(Stored data)
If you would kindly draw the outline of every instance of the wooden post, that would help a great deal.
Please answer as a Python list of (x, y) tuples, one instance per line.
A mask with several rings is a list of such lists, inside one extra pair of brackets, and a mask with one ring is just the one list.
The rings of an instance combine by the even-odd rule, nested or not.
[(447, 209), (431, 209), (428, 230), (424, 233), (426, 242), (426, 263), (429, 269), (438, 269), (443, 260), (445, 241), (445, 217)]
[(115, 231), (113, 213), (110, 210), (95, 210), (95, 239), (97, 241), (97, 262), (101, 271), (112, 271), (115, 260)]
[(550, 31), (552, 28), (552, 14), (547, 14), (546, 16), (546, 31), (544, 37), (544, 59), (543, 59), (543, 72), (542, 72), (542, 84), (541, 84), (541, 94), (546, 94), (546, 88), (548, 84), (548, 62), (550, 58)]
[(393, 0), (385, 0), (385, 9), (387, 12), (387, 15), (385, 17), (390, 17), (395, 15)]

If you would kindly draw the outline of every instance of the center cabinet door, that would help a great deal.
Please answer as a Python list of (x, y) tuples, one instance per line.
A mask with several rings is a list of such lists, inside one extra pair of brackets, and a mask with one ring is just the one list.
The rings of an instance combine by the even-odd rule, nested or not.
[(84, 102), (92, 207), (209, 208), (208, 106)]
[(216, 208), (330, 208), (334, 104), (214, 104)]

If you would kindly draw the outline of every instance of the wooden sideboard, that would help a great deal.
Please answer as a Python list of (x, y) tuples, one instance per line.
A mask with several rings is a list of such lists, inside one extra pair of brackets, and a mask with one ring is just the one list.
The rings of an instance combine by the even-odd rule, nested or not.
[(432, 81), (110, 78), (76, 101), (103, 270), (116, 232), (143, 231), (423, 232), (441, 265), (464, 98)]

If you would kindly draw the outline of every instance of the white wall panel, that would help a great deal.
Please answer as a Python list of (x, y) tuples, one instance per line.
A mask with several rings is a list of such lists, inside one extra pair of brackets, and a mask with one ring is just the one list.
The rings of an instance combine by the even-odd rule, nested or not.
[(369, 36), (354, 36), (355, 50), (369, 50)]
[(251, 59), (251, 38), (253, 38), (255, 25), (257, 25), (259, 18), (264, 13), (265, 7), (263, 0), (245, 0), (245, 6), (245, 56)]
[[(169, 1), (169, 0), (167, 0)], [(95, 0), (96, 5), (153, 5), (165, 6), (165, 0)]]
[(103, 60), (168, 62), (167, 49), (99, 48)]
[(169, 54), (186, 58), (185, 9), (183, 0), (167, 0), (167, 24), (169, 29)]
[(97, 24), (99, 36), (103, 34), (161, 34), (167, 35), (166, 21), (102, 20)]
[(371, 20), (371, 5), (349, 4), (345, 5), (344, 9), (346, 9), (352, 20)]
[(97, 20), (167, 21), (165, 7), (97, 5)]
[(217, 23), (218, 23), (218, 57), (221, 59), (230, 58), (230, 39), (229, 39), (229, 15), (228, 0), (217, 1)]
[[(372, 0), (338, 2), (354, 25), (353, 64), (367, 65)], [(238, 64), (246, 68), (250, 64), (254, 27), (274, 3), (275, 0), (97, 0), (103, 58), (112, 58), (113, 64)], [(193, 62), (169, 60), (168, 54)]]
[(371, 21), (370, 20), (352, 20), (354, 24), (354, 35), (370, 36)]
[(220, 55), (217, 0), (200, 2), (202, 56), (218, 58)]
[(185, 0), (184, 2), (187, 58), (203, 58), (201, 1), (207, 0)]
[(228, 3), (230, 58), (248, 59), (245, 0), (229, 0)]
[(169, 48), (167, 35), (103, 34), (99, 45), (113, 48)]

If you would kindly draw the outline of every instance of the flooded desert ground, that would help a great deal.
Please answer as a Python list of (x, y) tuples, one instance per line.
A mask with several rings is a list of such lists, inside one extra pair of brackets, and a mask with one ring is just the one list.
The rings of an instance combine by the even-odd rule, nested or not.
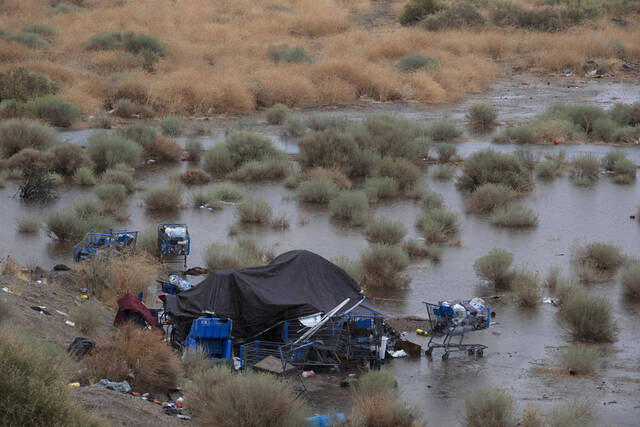
[[(640, 86), (608, 82), (606, 79), (575, 81), (569, 77), (549, 80), (523, 77), (496, 83), (490, 91), (470, 96), (455, 105), (430, 107), (363, 103), (346, 110), (323, 110), (321, 113), (358, 120), (374, 112), (393, 112), (420, 121), (448, 117), (463, 122), (470, 104), (484, 102), (494, 106), (498, 120), (506, 124), (525, 121), (554, 102), (608, 108), (616, 102), (631, 103), (638, 99)], [(311, 113), (318, 111), (299, 114)], [(279, 128), (267, 125), (262, 117), (243, 118), (241, 121), (243, 126), (272, 137), (287, 153), (297, 152), (296, 141), (282, 138)], [(221, 141), (225, 130), (238, 122), (240, 119), (211, 120), (212, 135), (202, 137), (205, 148)], [(61, 136), (84, 145), (91, 132), (71, 130), (61, 132)], [(488, 147), (500, 151), (517, 148), (513, 144), (493, 144), (490, 135), (478, 137), (467, 134), (465, 139), (456, 143), (463, 158)], [(564, 150), (568, 158), (577, 153), (593, 153), (601, 157), (609, 150), (623, 150), (631, 160), (640, 164), (640, 146), (635, 145), (533, 146), (532, 150), (541, 154)], [(186, 162), (170, 166), (143, 166), (136, 171), (136, 178), (141, 188), (150, 187), (167, 182), (170, 175), (192, 167)], [(480, 285), (475, 275), (473, 262), (492, 248), (512, 252), (514, 264), (539, 272), (540, 277), (544, 277), (552, 266), (569, 275), (571, 251), (579, 243), (610, 242), (621, 247), (630, 258), (636, 258), (640, 253), (640, 225), (630, 218), (636, 214), (640, 203), (638, 183), (616, 185), (606, 175), (601, 175), (590, 187), (576, 186), (567, 174), (553, 181), (536, 180), (535, 190), (525, 196), (523, 202), (538, 214), (539, 225), (533, 229), (513, 231), (497, 228), (486, 218), (466, 214), (462, 195), (454, 185), (455, 179), (437, 180), (433, 177), (433, 169), (435, 167), (425, 165), (423, 179), (443, 197), (447, 208), (459, 214), (461, 244), (445, 247), (439, 263), (413, 263), (408, 271), (412, 281), (406, 289), (370, 292), (377, 304), (392, 316), (424, 317), (423, 301), (488, 295), (489, 291)], [(274, 216), (288, 218), (291, 226), (284, 231), (268, 226), (240, 228), (241, 233), (251, 235), (259, 244), (272, 248), (276, 253), (308, 249), (329, 259), (339, 255), (355, 259), (368, 246), (361, 229), (333, 221), (326, 208), (304, 204), (296, 199), (295, 191), (286, 189), (282, 183), (241, 185), (247, 193), (265, 199), (273, 208)], [(59, 197), (45, 206), (20, 202), (13, 197), (15, 191), (15, 186), (9, 182), (0, 190), (0, 216), (4, 220), (4, 227), (0, 229), (0, 253), (11, 255), (22, 264), (43, 268), (51, 268), (57, 263), (70, 264), (69, 245), (54, 242), (44, 230), (32, 236), (18, 234), (16, 219), (32, 215), (44, 221), (49, 211), (80, 201), (92, 190), (61, 187)], [(192, 207), (190, 191), (185, 190), (182, 209), (170, 214), (157, 214), (146, 211), (142, 194), (142, 191), (137, 191), (129, 199), (129, 220), (121, 226), (144, 230), (150, 224), (162, 221), (187, 223), (192, 236), (189, 266), (204, 265), (204, 252), (212, 242), (234, 240), (228, 236), (229, 228), (238, 222), (233, 206), (225, 206), (219, 211)], [(407, 237), (414, 238), (420, 236), (414, 226), (420, 210), (418, 204), (408, 200), (371, 206), (372, 216), (402, 222), (408, 230)], [(617, 280), (589, 286), (593, 294), (604, 296), (610, 302), (620, 329), (618, 340), (606, 346), (604, 366), (596, 375), (571, 377), (553, 372), (559, 350), (569, 340), (558, 322), (557, 308), (551, 304), (540, 304), (536, 308), (523, 309), (512, 302), (508, 294), (499, 301), (490, 302), (497, 313), (494, 326), (467, 337), (489, 347), (484, 358), (457, 355), (448, 361), (441, 361), (439, 357), (432, 361), (425, 357), (420, 360), (398, 359), (388, 363), (385, 369), (393, 371), (403, 397), (423, 412), (430, 425), (454, 424), (460, 410), (460, 397), (471, 389), (489, 384), (513, 393), (518, 411), (528, 403), (546, 411), (569, 397), (581, 398), (593, 404), (598, 425), (637, 425), (640, 417), (640, 307), (625, 301)], [(426, 338), (409, 332), (412, 341), (426, 344)], [(340, 402), (332, 406), (340, 409)]]

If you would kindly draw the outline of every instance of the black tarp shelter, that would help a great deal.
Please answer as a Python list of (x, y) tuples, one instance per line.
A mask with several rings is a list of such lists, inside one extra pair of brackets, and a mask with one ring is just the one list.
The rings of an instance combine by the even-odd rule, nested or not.
[[(341, 312), (362, 300), (360, 286), (344, 270), (309, 251), (286, 252), (261, 267), (218, 271), (178, 295), (167, 295), (167, 312), (176, 320), (176, 338), (188, 334), (205, 311), (233, 320), (234, 338), (248, 338), (297, 316), (327, 312), (346, 298)], [(381, 312), (365, 300), (353, 314)]]

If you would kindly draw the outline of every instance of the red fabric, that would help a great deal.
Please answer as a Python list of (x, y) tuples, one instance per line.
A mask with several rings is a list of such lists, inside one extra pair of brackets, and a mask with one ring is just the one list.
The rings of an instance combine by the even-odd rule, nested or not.
[(116, 319), (113, 321), (113, 326), (120, 325), (124, 319), (124, 311), (130, 310), (137, 313), (140, 313), (142, 318), (151, 326), (156, 327), (156, 320), (153, 318), (147, 307), (140, 302), (140, 300), (134, 297), (131, 294), (124, 294), (118, 299), (118, 314), (116, 314)]

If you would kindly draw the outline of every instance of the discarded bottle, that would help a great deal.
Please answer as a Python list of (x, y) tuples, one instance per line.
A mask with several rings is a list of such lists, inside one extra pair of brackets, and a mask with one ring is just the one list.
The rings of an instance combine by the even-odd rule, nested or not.
[(309, 378), (309, 377), (314, 376), (315, 374), (316, 374), (316, 373), (315, 373), (315, 372), (313, 372), (313, 371), (304, 371), (304, 372), (302, 373), (302, 378)]

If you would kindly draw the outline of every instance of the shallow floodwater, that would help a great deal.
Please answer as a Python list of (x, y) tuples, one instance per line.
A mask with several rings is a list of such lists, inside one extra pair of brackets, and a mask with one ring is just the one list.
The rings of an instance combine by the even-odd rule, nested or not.
[[(166, 180), (168, 172), (178, 172), (186, 167), (183, 164), (169, 171), (167, 168), (149, 168), (140, 173), (140, 178), (143, 185), (155, 185)], [(413, 280), (407, 289), (372, 291), (377, 304), (394, 316), (425, 316), (422, 303), (425, 300), (487, 295), (488, 291), (479, 285), (474, 274), (473, 261), (494, 247), (511, 251), (517, 265), (539, 271), (541, 275), (553, 265), (568, 273), (571, 247), (577, 242), (614, 242), (631, 257), (639, 252), (640, 226), (629, 218), (635, 214), (640, 199), (638, 184), (619, 186), (606, 176), (600, 177), (590, 188), (576, 187), (569, 177), (549, 183), (537, 181), (535, 191), (525, 197), (524, 202), (538, 213), (538, 227), (531, 231), (508, 231), (493, 227), (486, 219), (466, 215), (462, 197), (453, 181), (436, 181), (430, 177), (429, 170), (425, 170), (424, 175), (429, 185), (443, 196), (445, 204), (460, 214), (462, 244), (446, 247), (438, 264), (413, 264), (409, 269)], [(19, 235), (14, 224), (19, 215), (44, 217), (51, 209), (80, 200), (85, 191), (61, 191), (57, 201), (39, 207), (10, 198), (14, 191), (11, 187), (0, 192), (5, 200), (0, 205), (0, 212), (7, 224), (0, 231), (0, 253), (45, 268), (58, 262), (71, 263), (68, 246), (53, 243), (42, 231), (33, 237)], [(326, 209), (297, 201), (295, 193), (286, 190), (282, 184), (245, 188), (250, 194), (267, 200), (275, 215), (284, 215), (291, 223), (286, 231), (268, 227), (242, 228), (276, 253), (304, 248), (327, 258), (338, 255), (357, 258), (367, 247), (361, 230), (345, 228), (332, 221)], [(126, 226), (142, 230), (149, 224), (165, 220), (188, 223), (192, 235), (190, 266), (203, 265), (203, 253), (209, 243), (233, 240), (227, 236), (229, 227), (237, 222), (233, 206), (213, 212), (189, 207), (174, 214), (157, 215), (144, 209), (140, 196), (141, 192), (136, 193), (129, 202), (131, 216)], [(185, 202), (188, 198), (186, 195)], [(375, 216), (403, 222), (412, 237), (418, 237), (414, 222), (419, 211), (419, 206), (409, 201), (372, 207)], [(402, 384), (405, 398), (418, 405), (431, 423), (454, 424), (452, 420), (461, 395), (477, 386), (495, 384), (512, 390), (520, 409), (528, 401), (548, 409), (568, 396), (574, 396), (593, 401), (601, 420), (611, 420), (615, 415), (615, 425), (637, 425), (635, 420), (640, 416), (640, 410), (634, 407), (637, 398), (634, 400), (633, 396), (638, 396), (640, 384), (638, 308), (623, 301), (619, 287), (617, 282), (593, 286), (593, 292), (611, 301), (612, 311), (621, 327), (620, 339), (610, 346), (613, 351), (608, 353), (607, 367), (599, 376), (554, 378), (551, 374), (537, 373), (536, 366), (543, 361), (549, 365), (558, 352), (557, 347), (567, 342), (567, 336), (555, 319), (556, 308), (542, 304), (533, 310), (522, 310), (508, 300), (491, 302), (497, 312), (495, 326), (468, 336), (469, 340), (489, 346), (483, 359), (473, 360), (462, 355), (442, 362), (436, 355), (432, 362), (426, 358), (419, 361), (405, 359), (394, 360), (388, 366)], [(412, 339), (426, 343), (421, 337), (412, 336)], [(614, 401), (617, 403), (608, 403)], [(624, 411), (620, 411), (622, 408)]]
[[(509, 90), (506, 90), (509, 89)], [(502, 95), (488, 94), (471, 97), (471, 100), (450, 106), (430, 109), (407, 105), (379, 108), (400, 110), (407, 115), (420, 115), (422, 118), (450, 115), (460, 117), (471, 102), (491, 102), (491, 97), (503, 99), (504, 103), (495, 103), (500, 117), (508, 120), (520, 120), (536, 114), (546, 108), (545, 103), (564, 100), (573, 89), (540, 84), (531, 90), (518, 85), (502, 86)], [(640, 89), (629, 85), (599, 83), (589, 81), (579, 92), (588, 101), (598, 105), (614, 102), (618, 97), (625, 102), (635, 101)], [(496, 92), (497, 93), (497, 92)], [(523, 98), (527, 93), (539, 97), (537, 102)], [(493, 95), (492, 95), (493, 94)], [(626, 98), (624, 98), (626, 96)], [(561, 99), (556, 99), (560, 97)], [(564, 98), (563, 98), (564, 97)], [(630, 97), (634, 97), (631, 99)], [(489, 99), (488, 99), (489, 98)], [(623, 99), (624, 98), (624, 99)], [(576, 99), (576, 101), (581, 99)], [(584, 100), (581, 100), (586, 102)], [(374, 110), (378, 108), (375, 107)], [(509, 113), (519, 109), (519, 113)], [(335, 113), (335, 112), (331, 112)], [(357, 118), (360, 112), (349, 111)], [(273, 133), (273, 127), (260, 125)], [(91, 131), (73, 131), (64, 133), (65, 138), (76, 138), (79, 144), (86, 142)], [(222, 139), (223, 133), (214, 133), (210, 141)], [(281, 145), (283, 146), (283, 145)], [(489, 142), (474, 141), (458, 143), (463, 156), (487, 147), (512, 151), (514, 145), (495, 145)], [(292, 147), (288, 152), (295, 152)], [(611, 148), (605, 146), (533, 146), (534, 151), (554, 152), (560, 149), (571, 156), (578, 152), (591, 152), (603, 155)], [(640, 163), (640, 147), (616, 148), (627, 152), (628, 156)], [(168, 176), (186, 170), (186, 163), (174, 166), (146, 166), (136, 174), (138, 182), (144, 187), (166, 182)], [(456, 190), (454, 181), (438, 181), (432, 178), (432, 170), (424, 168), (425, 182), (440, 193), (448, 208), (455, 210), (461, 219), (461, 245), (446, 247), (442, 260), (438, 264), (427, 261), (411, 265), (409, 274), (412, 282), (406, 289), (393, 291), (372, 290), (377, 304), (394, 316), (426, 316), (423, 301), (456, 298), (471, 298), (477, 295), (491, 294), (484, 289), (475, 276), (473, 262), (494, 247), (506, 249), (514, 254), (515, 264), (526, 266), (544, 276), (551, 266), (559, 266), (566, 274), (570, 272), (571, 248), (580, 242), (605, 241), (623, 248), (630, 257), (637, 257), (640, 250), (640, 225), (630, 219), (635, 215), (640, 200), (640, 184), (620, 186), (613, 184), (609, 177), (601, 176), (592, 187), (575, 186), (568, 176), (551, 182), (536, 181), (535, 190), (523, 198), (523, 202), (539, 215), (538, 227), (528, 231), (509, 231), (492, 226), (481, 217), (467, 215), (464, 212), (463, 199)], [(357, 258), (368, 244), (361, 229), (348, 228), (332, 221), (326, 208), (306, 205), (296, 200), (295, 192), (287, 190), (281, 183), (243, 185), (252, 195), (264, 198), (272, 206), (274, 216), (285, 216), (291, 227), (286, 231), (275, 231), (269, 227), (241, 227), (241, 232), (253, 236), (259, 244), (273, 248), (275, 253), (290, 249), (308, 249), (327, 258), (345, 255)], [(50, 268), (56, 263), (71, 263), (69, 245), (54, 243), (44, 231), (34, 236), (23, 236), (16, 232), (16, 219), (21, 215), (35, 215), (44, 218), (54, 209), (69, 206), (91, 193), (91, 189), (76, 187), (63, 188), (59, 198), (42, 205), (29, 205), (12, 198), (14, 184), (0, 190), (0, 216), (4, 227), (0, 229), (0, 255), (11, 255), (21, 263), (38, 264)], [(203, 254), (212, 243), (232, 243), (228, 237), (229, 228), (237, 223), (234, 207), (225, 206), (220, 211), (208, 211), (190, 207), (190, 192), (184, 197), (185, 207), (174, 213), (149, 213), (141, 200), (142, 191), (136, 192), (128, 202), (130, 219), (123, 227), (144, 230), (150, 224), (160, 221), (181, 221), (189, 224), (192, 236), (192, 253), (189, 266), (204, 264)], [(371, 208), (376, 217), (386, 217), (403, 222), (408, 237), (419, 237), (414, 223), (420, 207), (411, 201), (381, 203)], [(608, 345), (606, 366), (599, 374), (586, 378), (574, 378), (545, 373), (541, 367), (553, 367), (559, 352), (558, 347), (567, 345), (568, 337), (556, 319), (557, 309), (550, 304), (541, 304), (535, 309), (524, 310), (509, 302), (489, 301), (497, 312), (495, 324), (489, 330), (469, 334), (469, 341), (488, 345), (484, 358), (474, 360), (466, 355), (456, 355), (443, 362), (439, 354), (433, 361), (425, 357), (420, 360), (393, 360), (387, 367), (393, 370), (401, 385), (404, 398), (414, 403), (430, 425), (455, 425), (460, 410), (460, 397), (469, 390), (483, 385), (497, 385), (510, 390), (515, 397), (520, 412), (528, 403), (543, 410), (569, 398), (587, 399), (593, 403), (597, 424), (638, 425), (640, 406), (640, 309), (624, 301), (617, 281), (591, 286), (595, 294), (605, 296), (611, 302), (611, 310), (620, 327), (617, 342)], [(411, 332), (411, 331), (410, 331)], [(411, 334), (415, 342), (426, 344), (426, 339)], [(335, 408), (340, 409), (341, 402)]]
[[(562, 102), (567, 104), (589, 104), (605, 109), (615, 103), (631, 104), (640, 99), (640, 85), (606, 79), (574, 79), (556, 77), (540, 80), (535, 76), (521, 76), (497, 81), (485, 92), (468, 96), (455, 104), (428, 105), (418, 103), (371, 103), (362, 102), (346, 108), (324, 108), (297, 111), (301, 117), (310, 115), (340, 115), (352, 121), (362, 120), (372, 113), (394, 113), (414, 120), (429, 122), (449, 118), (466, 123), (469, 106), (475, 103), (487, 103), (494, 107), (500, 125), (522, 123), (544, 112), (550, 105)], [(245, 116), (241, 118), (205, 118), (211, 132), (206, 136), (195, 136), (204, 148), (223, 141), (225, 132), (230, 129), (248, 129), (269, 136), (274, 143), (288, 154), (296, 154), (298, 145), (295, 139), (282, 136), (281, 126), (269, 125), (263, 115)], [(187, 128), (190, 126), (187, 123)], [(495, 131), (497, 131), (496, 129)], [(62, 130), (60, 136), (78, 145), (86, 146), (88, 137), (95, 129)], [(465, 129), (465, 137), (470, 141), (491, 141), (491, 134), (474, 135)], [(178, 138), (184, 145), (188, 137)], [(579, 146), (577, 146), (579, 147)], [(495, 145), (495, 149), (508, 149)], [(569, 152), (580, 148), (566, 147)], [(512, 148), (513, 149), (513, 148)], [(606, 148), (604, 148), (606, 150)], [(463, 146), (459, 148), (466, 153)], [(639, 156), (640, 157), (640, 156)]]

▶ **ACTIVITY**: Which lines of the data contain the string "every"? Copy each one.

▶ **EXERCISE RESULT**:
If you would kindly draw the outline of every instance of the wooden post, that would help a great deal.
If you would kindly draw the outline of every instance of the center cabinet door, that would help a great deal.
If you would kindly draw the outline of every instance of the wooden sideboard, that would help a great deal.
If you would kindly draw the outline of every instance of the white wall panel, that would help a great deal.
If you would kindly draw the outline of every instance of the flooded desert ground, that would help a great deal.
If you would kindly draw the outline of every instance of the black tarp shelter, that would help a great deal.
If you would kindly draw the outline of every instance of the red fabric, that would help a great deal.
If you would kindly draw the outline of every instance of the discarded bottle, that would help a great deal.
If you would kindly draw the outline of every instance of the shallow floodwater, that would help a great deal.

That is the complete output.